* begin TEXT TO READ *
SECURITIES AND EXCHANGE COMMISSION
                            Washington, D.C. 20549



                                   FORM 8-K

                                CURRENT REPORT

    Pursuant to Section 13 or 15(d) of the Securities Exchange Act of 1934




      Date of report (Date of earliest event reported): June 12, 2009

                        Biggest Little Investments L.P.
             ----------------------------------------------------
            (Exact name of registrant as specified in its charter)



         Delaware                     0-16856                 13-3368726
- --------------------------    ----------------------    ---------------------
(State or other jurisdic-    (Commission File Number)   (IRS Employer Identi-
 tion of incorporation or                                   fication No.)
     organization)



 3650 S. Virginia St., Unit K2
          Reno, Nevada                                           89502
- --------------------------------                         --------------------
(Address of principal executive                                (Zip Code)
           offices)

                                (775) 825-3355
             ---------------------------------------------------
             (Registrant's telephone number, including area code)


             ---------------------------------------------------
         (Former name or former address, if changed since last report)




Check the appropriate box below if the Form 8-K filing is intended to
simultaneously satisfy the filing obligation of the registrant under any of
the following provisions:

[ ]Written communications pursuant to Rule 425 under the Securities Act (17
CFR 230.425)
[ ]Soliciting material pursuant to Rule 14a-12 under the Exchange Act (17 CFR
240.14a-12)
[ ]Pre-commencement communications pursuant to Ruled 14d-2(b) under the
Exchange Act (17 CFR 240.14d-2(b))
[ ]Pre-commencement communications pursuant to Rule 13e-4(c) under the
Exchange Act (17 CFR 240.13E-4(c))



Item 1.01.  Entry into a Material Definitive Agreement.

     On June 12, 2009, the Second Amended and Restated Agreement of Limited
Partnership (the ?LP Agreement?) of Biggest Little Investments, L.P. (the
?Partnership?) was amended (the ?Second Amendment?) by consent of Messrs. Ben
and Bahram Farahi, who hold a majority of the Partnership?s outstanding
limited partnership interests.  Ben Farahi is the manager of Maxum LLC, the
general partner of the Partnership, and Bahram Farahi is Ben Farahi's
brother.  The Second Amendment permits the Partnership to invest in any
personal property or other non-real estate assets and to invest in joint
ventures, partnerships, firms, corporations or other entities where the
Partnership would not have a controlling interest in such entities. Prior to
the Second Amendment, the LP Agreement limited the Partnership to investments
in mortgage notes or real estate assets and to investing in entities only
where it would acquire a controlling interest in such entities.
* end TEXT TO READ *
* begin ROWS *
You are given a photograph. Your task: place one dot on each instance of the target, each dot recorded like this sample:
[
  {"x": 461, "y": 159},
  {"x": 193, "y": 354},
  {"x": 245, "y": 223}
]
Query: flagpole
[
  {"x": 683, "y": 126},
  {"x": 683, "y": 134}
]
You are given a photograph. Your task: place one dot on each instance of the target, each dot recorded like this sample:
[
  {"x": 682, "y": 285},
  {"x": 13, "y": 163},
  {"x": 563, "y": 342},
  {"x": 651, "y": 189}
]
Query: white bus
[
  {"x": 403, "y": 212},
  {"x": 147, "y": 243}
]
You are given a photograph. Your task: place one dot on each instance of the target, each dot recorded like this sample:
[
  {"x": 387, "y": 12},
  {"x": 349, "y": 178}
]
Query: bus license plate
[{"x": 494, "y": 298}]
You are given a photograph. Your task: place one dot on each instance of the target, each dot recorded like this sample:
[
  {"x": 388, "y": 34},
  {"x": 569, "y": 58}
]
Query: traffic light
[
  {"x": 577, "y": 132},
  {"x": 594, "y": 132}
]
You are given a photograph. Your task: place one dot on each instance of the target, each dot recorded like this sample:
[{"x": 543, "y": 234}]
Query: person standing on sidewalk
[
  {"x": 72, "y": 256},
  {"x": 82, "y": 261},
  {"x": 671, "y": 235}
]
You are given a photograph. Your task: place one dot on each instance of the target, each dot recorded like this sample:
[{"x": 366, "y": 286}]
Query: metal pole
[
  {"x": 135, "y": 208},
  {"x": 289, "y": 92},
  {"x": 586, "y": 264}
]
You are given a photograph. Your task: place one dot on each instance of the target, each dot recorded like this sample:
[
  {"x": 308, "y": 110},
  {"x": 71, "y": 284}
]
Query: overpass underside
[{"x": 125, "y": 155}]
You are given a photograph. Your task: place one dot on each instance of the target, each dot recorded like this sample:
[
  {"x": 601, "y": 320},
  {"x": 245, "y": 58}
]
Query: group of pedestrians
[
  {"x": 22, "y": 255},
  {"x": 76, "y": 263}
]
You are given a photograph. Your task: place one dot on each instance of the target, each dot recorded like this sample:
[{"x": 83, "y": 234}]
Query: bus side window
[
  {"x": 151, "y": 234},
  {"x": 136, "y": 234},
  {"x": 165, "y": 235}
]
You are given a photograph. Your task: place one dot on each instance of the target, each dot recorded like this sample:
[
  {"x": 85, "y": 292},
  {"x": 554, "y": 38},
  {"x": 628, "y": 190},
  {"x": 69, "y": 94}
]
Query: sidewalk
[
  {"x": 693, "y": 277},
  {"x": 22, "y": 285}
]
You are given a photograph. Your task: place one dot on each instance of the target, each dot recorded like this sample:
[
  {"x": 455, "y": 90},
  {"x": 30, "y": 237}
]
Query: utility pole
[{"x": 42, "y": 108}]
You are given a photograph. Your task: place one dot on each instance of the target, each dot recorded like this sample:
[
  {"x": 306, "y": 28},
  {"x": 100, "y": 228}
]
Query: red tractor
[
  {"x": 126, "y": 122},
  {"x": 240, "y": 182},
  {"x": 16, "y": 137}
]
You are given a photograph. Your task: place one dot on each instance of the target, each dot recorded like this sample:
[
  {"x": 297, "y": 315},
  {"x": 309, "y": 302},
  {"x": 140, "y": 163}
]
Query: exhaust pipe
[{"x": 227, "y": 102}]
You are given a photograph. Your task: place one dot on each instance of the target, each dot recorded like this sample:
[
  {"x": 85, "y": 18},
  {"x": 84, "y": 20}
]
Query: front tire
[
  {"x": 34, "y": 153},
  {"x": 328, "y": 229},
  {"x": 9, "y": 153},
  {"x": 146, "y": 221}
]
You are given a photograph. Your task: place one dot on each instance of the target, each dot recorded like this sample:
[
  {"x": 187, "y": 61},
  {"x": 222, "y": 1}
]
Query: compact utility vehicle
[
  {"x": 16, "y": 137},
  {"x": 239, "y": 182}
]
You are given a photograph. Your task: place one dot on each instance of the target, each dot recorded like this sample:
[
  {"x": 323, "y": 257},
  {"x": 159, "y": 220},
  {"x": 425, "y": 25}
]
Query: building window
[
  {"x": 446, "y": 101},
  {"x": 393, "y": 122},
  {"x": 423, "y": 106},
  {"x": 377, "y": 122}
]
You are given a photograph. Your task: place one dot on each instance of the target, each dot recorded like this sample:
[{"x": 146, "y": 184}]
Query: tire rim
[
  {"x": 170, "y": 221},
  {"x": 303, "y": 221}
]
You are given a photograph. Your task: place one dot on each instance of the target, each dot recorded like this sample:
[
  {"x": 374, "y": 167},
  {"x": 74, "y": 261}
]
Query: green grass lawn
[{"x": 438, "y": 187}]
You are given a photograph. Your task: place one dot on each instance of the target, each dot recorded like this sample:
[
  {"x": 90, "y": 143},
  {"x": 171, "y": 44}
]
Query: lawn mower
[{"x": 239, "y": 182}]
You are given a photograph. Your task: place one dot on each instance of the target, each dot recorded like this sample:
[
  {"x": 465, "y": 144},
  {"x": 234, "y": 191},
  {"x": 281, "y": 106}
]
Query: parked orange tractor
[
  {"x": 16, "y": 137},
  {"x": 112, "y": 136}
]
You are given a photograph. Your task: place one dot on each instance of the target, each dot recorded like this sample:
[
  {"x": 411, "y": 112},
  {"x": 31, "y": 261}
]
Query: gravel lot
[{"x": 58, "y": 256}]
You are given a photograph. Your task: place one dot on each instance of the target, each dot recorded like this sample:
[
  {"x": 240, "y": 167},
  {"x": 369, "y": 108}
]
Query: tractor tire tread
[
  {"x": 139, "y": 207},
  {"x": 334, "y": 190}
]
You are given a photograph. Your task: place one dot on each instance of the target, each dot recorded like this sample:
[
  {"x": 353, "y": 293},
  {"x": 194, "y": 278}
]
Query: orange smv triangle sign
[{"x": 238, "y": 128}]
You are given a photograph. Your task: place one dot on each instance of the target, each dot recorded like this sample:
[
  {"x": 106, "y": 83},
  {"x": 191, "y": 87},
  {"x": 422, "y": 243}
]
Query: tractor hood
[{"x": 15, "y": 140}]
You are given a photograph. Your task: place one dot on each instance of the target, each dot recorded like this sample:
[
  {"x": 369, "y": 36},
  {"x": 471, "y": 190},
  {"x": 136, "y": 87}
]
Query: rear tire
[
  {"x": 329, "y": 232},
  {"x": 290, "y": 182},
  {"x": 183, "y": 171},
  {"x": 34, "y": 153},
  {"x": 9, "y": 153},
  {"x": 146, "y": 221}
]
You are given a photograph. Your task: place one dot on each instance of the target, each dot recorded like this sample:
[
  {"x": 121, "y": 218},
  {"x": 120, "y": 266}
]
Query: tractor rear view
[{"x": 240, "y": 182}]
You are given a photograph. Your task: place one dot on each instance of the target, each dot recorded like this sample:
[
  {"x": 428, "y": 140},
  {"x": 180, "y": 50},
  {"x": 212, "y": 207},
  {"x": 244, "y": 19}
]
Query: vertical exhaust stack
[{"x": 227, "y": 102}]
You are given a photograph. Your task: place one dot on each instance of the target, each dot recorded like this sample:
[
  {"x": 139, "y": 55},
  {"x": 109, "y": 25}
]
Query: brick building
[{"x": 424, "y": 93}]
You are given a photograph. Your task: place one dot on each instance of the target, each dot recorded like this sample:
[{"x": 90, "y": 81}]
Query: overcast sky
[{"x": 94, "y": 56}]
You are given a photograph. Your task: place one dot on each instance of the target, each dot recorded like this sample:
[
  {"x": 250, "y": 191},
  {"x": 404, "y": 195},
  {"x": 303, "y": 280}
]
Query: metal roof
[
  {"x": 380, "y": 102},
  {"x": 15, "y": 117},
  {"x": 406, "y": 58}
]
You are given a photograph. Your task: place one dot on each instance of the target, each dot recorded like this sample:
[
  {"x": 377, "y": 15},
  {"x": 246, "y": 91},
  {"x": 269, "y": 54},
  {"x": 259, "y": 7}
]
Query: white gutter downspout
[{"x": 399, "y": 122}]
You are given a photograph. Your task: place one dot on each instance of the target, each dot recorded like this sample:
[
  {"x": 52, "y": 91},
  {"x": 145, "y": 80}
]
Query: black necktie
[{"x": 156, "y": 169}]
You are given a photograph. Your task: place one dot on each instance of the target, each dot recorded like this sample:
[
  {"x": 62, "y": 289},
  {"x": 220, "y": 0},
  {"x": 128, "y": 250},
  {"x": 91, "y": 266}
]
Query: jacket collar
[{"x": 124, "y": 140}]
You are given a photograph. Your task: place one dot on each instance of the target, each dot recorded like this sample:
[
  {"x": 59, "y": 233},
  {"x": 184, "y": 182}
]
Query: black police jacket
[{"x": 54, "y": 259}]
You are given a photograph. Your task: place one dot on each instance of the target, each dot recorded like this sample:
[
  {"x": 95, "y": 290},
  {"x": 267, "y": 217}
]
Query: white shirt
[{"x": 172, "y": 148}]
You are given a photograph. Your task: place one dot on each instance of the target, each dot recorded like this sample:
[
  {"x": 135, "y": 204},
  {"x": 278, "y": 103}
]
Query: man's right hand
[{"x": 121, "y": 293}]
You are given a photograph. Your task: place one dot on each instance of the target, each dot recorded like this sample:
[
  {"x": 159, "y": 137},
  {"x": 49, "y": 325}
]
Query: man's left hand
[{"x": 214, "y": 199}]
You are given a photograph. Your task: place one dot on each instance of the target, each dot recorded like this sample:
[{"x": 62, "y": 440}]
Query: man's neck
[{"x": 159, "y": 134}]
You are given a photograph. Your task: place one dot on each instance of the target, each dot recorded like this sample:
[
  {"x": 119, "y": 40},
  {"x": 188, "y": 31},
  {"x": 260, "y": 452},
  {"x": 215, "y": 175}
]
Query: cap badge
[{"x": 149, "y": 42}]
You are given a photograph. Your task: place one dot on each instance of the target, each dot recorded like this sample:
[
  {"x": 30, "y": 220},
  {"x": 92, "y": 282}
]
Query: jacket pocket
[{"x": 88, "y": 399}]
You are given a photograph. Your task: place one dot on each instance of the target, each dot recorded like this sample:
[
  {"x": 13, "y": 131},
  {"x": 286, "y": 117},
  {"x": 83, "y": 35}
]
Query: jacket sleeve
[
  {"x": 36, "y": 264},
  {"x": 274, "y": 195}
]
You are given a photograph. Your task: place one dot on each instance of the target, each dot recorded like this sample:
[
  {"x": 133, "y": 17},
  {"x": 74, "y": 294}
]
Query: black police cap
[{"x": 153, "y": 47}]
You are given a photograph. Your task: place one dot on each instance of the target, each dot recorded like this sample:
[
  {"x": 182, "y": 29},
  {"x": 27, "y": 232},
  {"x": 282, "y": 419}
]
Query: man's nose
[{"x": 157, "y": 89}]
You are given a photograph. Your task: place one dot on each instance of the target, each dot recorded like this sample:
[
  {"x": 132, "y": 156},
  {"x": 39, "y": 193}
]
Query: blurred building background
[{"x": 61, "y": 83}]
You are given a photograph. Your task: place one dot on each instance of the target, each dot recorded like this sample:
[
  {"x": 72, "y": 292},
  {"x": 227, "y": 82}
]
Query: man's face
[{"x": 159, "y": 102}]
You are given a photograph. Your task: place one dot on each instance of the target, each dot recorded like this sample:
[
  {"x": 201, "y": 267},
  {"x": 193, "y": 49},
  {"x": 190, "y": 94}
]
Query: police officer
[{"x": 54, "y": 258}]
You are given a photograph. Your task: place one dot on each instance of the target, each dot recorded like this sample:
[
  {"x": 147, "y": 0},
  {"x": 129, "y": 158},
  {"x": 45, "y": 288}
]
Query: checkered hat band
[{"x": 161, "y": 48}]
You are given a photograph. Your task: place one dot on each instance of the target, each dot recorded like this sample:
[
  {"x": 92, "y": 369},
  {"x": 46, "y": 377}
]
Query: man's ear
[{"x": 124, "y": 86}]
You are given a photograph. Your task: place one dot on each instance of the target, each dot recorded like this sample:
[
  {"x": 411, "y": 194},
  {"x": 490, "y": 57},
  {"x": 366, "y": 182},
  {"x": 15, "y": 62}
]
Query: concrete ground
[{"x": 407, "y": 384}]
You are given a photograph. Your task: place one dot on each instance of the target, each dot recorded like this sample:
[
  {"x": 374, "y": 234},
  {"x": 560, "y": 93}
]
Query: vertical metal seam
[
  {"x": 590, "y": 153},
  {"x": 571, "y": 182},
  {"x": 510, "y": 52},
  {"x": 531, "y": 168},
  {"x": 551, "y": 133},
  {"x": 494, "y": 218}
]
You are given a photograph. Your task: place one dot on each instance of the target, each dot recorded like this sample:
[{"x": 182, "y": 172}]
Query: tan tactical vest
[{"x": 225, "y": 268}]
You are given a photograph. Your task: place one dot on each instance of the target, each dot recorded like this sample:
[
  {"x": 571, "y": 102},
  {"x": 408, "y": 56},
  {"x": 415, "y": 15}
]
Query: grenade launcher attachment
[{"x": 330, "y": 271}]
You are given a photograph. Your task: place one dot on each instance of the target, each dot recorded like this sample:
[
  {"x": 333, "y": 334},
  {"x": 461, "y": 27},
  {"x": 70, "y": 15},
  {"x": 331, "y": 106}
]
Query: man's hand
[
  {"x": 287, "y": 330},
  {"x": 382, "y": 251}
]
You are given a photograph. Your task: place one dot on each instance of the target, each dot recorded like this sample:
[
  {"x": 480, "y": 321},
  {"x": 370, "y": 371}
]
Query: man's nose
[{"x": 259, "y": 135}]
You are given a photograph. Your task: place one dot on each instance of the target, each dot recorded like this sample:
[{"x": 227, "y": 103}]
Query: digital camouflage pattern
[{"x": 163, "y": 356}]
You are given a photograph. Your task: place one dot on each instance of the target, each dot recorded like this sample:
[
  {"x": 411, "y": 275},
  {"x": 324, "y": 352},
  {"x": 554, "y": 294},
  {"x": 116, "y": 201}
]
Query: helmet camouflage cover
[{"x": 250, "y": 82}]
* end ROWS *
- **SET OF TASKS**
(a) Answer these questions from the filing:
(i) Which state is given as the jurisdiction of incorporation?
(ii) On what date was the LP Agreement amended?
(iii) Who is the manager of Maxum LLC?
(b) Reproduce the passage of the filing from "[ ]Pre-commencement communications pursuant to Ruled" to "Material Definitive Agreement.".
This listing was drawn from a different source than the filing.

- **RESPONSES FOR EACH TASK**
(a)
(i) Delaware
(ii) June 12, 2009
(iii) Ben Farahi

(b)
[ ]Pre-commencement communications pursuant to Ruled 14d-2(b) under the
Exchange Act (17 CFR 240.14d-2(b))
[ ]Pre-commencement communications pursuant to Rule 13e-4(c) under the
Exchange Act (17 CFR 240.13E-4(c))



Item 1.01.  Entry into a Material Definitive Agreement.